What the task asks: Copy out each line of the entries where the word "zucchini" is present.

[[ Working data, beginning ]]

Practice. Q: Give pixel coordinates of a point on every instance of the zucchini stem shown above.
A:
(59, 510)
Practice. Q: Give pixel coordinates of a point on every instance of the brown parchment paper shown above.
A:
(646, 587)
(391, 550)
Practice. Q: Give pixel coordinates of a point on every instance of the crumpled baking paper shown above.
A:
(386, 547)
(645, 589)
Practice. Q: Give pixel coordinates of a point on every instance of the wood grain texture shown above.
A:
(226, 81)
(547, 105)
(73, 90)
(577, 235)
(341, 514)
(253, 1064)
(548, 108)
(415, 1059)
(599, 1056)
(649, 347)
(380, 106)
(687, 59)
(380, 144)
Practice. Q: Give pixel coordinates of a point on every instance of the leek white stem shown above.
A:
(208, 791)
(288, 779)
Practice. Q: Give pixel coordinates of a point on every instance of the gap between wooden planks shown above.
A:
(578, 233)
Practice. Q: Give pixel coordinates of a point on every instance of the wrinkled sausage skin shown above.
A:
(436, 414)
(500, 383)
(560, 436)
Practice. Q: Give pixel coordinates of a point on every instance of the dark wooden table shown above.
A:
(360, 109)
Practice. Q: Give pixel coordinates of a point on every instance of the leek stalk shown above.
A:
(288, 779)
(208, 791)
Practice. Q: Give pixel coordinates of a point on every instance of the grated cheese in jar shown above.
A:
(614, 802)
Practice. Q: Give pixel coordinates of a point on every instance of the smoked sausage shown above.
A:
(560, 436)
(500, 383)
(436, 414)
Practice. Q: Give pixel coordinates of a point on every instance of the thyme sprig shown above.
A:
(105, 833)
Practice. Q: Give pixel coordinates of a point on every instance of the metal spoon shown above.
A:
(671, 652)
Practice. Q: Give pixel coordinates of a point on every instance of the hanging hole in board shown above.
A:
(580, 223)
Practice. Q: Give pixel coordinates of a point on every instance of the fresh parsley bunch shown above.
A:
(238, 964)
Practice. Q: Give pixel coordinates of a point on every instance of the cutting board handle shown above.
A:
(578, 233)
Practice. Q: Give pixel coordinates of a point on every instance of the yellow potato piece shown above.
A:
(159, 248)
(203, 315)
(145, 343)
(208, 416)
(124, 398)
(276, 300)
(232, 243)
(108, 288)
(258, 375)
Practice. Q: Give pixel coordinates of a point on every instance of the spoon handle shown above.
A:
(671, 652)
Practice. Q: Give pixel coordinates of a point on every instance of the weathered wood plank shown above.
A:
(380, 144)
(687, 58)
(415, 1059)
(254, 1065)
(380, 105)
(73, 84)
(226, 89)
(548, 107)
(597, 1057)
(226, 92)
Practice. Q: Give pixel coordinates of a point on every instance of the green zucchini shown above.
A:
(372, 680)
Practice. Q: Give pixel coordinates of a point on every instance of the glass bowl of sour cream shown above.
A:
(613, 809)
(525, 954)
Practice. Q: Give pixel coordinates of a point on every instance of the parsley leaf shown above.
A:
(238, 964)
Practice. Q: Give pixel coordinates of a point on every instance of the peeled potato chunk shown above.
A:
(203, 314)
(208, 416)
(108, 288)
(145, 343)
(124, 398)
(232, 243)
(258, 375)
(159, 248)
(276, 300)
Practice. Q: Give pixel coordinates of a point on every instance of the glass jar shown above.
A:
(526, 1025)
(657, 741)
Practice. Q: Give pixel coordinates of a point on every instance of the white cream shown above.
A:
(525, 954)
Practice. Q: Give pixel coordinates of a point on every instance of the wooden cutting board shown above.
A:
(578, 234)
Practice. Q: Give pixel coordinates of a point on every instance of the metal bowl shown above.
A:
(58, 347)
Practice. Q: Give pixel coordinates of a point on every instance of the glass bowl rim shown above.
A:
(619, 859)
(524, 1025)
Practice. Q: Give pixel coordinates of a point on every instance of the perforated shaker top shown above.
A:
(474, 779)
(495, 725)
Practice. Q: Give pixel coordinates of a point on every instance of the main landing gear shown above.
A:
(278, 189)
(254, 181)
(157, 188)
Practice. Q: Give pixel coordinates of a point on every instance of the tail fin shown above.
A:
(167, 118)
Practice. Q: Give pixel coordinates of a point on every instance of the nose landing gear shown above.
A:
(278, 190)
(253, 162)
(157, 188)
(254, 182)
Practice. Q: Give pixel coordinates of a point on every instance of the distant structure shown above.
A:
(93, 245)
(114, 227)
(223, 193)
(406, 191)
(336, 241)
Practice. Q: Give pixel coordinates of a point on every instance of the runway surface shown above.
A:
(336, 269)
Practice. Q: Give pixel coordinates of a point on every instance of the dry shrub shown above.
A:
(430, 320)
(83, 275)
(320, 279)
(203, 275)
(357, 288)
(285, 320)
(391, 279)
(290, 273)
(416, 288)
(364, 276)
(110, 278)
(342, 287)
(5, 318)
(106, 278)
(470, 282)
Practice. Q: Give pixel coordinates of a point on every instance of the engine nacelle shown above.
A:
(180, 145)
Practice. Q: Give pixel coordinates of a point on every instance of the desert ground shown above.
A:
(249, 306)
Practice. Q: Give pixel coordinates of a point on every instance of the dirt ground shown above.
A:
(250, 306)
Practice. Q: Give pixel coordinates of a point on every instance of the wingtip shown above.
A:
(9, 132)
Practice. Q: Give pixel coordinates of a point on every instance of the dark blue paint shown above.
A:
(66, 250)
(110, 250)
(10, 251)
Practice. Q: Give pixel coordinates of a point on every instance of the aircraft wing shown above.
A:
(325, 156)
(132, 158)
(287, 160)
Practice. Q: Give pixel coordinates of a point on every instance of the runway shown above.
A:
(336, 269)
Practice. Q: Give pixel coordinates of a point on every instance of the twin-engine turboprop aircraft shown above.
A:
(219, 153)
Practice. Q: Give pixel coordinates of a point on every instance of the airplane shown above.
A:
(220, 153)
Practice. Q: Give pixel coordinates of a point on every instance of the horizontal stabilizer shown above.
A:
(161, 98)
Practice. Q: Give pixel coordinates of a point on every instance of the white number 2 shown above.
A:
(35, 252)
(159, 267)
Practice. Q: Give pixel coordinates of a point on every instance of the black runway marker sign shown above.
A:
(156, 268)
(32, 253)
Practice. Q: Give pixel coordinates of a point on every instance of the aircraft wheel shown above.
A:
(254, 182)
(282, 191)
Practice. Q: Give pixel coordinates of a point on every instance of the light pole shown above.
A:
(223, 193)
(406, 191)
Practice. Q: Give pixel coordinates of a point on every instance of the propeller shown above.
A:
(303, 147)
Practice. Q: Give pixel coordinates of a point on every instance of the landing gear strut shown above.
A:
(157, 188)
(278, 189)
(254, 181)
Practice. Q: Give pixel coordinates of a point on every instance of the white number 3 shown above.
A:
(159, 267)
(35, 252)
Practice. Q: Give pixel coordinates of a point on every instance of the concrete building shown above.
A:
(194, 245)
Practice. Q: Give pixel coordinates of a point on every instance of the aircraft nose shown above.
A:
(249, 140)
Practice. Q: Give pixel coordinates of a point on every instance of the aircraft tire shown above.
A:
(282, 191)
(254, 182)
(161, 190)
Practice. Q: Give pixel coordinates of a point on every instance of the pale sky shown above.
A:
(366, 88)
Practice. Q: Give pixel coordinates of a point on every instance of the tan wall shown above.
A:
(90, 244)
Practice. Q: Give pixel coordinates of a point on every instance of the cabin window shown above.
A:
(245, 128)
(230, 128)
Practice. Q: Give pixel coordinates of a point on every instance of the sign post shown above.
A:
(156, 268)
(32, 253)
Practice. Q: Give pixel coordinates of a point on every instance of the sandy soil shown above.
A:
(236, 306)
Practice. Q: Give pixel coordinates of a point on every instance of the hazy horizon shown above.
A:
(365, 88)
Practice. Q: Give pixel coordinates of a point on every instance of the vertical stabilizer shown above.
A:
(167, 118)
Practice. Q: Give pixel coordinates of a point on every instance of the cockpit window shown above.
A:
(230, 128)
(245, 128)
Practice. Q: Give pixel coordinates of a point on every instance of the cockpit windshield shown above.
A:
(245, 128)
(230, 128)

[[ Working data, end ]]

Result below:
Practice. Q: Give pixel coordinates of a point on every instance of the zucchini stem shown above.
Practice. Q: Give pixel coordinates of a point on every instance of the green zucchini shown above.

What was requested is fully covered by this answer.